**OBJECTIVE**
Render the lines of the data below as a numbered list, starting at the line containing "BBOX bare tree" and ending at the line containing "(318, 194), (408, 334)", with any blank lines dropped.

**SUPPLIED RECORDS**
== == ==
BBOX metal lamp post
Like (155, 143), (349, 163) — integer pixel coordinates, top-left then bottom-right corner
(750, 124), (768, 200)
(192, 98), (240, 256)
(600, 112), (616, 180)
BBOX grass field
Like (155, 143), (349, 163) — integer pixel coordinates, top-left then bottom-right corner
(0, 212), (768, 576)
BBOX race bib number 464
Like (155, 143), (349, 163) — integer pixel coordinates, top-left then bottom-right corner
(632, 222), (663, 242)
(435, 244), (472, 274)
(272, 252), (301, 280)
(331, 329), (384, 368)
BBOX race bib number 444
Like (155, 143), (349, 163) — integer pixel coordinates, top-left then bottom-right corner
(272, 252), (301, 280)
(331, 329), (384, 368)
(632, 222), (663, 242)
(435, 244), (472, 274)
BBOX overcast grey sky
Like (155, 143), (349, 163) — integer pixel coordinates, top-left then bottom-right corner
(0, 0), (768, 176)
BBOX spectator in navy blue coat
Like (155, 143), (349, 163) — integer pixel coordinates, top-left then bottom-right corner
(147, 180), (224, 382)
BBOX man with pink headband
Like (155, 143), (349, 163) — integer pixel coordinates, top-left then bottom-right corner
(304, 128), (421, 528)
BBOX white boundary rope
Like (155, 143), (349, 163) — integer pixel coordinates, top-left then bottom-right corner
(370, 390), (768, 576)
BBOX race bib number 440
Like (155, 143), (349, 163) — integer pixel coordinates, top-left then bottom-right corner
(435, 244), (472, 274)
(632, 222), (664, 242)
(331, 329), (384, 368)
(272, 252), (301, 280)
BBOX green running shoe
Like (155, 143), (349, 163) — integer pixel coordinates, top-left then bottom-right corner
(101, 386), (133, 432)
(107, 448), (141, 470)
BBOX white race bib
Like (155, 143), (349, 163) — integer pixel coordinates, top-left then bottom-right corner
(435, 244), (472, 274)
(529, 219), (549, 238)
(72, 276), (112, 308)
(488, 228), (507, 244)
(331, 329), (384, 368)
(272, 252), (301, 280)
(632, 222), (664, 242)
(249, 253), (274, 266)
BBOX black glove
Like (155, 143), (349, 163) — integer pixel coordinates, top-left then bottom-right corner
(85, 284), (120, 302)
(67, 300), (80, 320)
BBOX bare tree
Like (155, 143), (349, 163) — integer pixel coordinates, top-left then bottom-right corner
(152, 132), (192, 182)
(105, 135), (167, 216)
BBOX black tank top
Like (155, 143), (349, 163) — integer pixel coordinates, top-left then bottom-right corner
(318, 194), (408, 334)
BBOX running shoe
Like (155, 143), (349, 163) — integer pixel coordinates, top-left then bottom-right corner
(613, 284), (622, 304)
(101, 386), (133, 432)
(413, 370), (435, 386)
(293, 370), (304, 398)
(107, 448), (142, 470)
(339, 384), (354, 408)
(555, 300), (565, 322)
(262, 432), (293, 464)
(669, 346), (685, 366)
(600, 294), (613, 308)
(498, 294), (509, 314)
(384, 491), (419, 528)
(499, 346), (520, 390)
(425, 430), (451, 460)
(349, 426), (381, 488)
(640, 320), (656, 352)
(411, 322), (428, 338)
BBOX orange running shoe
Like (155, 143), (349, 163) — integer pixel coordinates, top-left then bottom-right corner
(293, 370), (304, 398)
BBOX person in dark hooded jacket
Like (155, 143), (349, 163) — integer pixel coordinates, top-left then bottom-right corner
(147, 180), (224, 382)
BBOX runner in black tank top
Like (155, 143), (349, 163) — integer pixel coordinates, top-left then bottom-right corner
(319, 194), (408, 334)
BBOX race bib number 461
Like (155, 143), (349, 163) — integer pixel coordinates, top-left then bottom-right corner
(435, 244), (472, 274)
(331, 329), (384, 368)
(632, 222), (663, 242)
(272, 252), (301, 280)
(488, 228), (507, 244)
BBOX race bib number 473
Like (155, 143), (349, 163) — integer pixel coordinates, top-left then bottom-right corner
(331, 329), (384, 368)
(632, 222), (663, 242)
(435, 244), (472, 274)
== == ==
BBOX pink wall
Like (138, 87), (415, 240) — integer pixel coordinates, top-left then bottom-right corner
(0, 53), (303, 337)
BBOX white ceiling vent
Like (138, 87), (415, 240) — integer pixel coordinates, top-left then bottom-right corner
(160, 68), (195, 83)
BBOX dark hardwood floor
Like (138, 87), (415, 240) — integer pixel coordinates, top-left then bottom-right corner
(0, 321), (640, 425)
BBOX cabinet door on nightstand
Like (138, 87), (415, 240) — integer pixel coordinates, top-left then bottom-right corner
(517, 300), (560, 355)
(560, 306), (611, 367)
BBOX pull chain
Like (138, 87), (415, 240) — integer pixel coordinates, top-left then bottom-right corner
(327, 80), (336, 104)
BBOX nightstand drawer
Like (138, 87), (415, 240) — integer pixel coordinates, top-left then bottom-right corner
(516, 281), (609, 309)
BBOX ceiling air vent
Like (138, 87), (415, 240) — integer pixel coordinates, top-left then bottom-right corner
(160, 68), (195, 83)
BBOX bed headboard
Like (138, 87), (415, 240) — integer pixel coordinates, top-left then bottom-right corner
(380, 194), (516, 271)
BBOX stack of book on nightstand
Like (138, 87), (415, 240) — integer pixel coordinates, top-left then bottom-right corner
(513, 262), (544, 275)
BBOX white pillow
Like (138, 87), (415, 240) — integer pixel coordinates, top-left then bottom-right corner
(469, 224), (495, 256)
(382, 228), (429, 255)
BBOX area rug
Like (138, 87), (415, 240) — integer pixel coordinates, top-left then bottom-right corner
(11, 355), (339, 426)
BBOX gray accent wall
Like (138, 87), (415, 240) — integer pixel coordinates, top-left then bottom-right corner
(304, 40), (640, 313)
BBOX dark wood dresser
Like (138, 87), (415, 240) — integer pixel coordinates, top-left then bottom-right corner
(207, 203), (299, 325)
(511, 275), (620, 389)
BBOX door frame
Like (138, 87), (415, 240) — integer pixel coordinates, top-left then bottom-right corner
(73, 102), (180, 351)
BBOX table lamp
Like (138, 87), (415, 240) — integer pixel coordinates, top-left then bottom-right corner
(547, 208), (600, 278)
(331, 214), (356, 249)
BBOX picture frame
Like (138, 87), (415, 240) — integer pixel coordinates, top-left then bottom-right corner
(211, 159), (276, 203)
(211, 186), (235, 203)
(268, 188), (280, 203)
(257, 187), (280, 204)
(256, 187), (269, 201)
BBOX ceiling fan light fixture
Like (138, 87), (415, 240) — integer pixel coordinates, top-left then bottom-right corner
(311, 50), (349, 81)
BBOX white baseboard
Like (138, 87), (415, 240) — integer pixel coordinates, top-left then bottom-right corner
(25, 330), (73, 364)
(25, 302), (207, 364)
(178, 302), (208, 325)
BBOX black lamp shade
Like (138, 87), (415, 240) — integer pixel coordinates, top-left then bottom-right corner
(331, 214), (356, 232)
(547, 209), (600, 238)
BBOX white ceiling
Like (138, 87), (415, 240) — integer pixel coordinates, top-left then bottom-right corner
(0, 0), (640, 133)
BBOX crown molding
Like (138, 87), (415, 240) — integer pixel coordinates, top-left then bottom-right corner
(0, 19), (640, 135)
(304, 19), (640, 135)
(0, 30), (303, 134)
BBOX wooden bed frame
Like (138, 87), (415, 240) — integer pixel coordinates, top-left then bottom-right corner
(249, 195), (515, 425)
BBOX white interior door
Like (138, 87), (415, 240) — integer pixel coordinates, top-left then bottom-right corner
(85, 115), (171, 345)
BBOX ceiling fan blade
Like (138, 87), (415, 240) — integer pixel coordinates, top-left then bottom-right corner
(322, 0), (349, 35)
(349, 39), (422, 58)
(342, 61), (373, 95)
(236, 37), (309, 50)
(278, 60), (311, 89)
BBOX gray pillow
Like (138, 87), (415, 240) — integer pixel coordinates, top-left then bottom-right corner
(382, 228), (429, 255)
== == ==
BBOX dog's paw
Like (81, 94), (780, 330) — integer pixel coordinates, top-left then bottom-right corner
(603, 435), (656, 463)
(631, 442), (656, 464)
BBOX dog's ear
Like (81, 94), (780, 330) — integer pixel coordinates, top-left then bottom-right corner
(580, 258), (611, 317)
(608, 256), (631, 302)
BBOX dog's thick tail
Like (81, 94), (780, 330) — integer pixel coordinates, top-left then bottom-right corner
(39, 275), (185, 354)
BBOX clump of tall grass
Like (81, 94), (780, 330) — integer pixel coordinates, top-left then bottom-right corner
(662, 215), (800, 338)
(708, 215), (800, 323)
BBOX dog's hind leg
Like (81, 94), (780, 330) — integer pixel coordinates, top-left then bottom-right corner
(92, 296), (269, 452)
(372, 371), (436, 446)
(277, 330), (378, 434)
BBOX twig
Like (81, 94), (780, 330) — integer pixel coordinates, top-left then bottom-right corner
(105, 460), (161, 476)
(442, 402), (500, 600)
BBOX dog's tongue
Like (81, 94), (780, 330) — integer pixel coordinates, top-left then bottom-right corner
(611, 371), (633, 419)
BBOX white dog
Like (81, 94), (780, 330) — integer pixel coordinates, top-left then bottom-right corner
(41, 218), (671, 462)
== == ==
**FULL OUTPUT**
1. BBOX bare tree
2. Like (155, 143), (349, 163) — integer pixel coordinates, top-left then bottom-right corner
3. (152, 132), (192, 182)
4. (105, 135), (167, 216)
5. BBOX black tank top
6. Like (155, 143), (349, 163) — integer pixel coordinates, top-left then bottom-right corner
7. (318, 194), (408, 334)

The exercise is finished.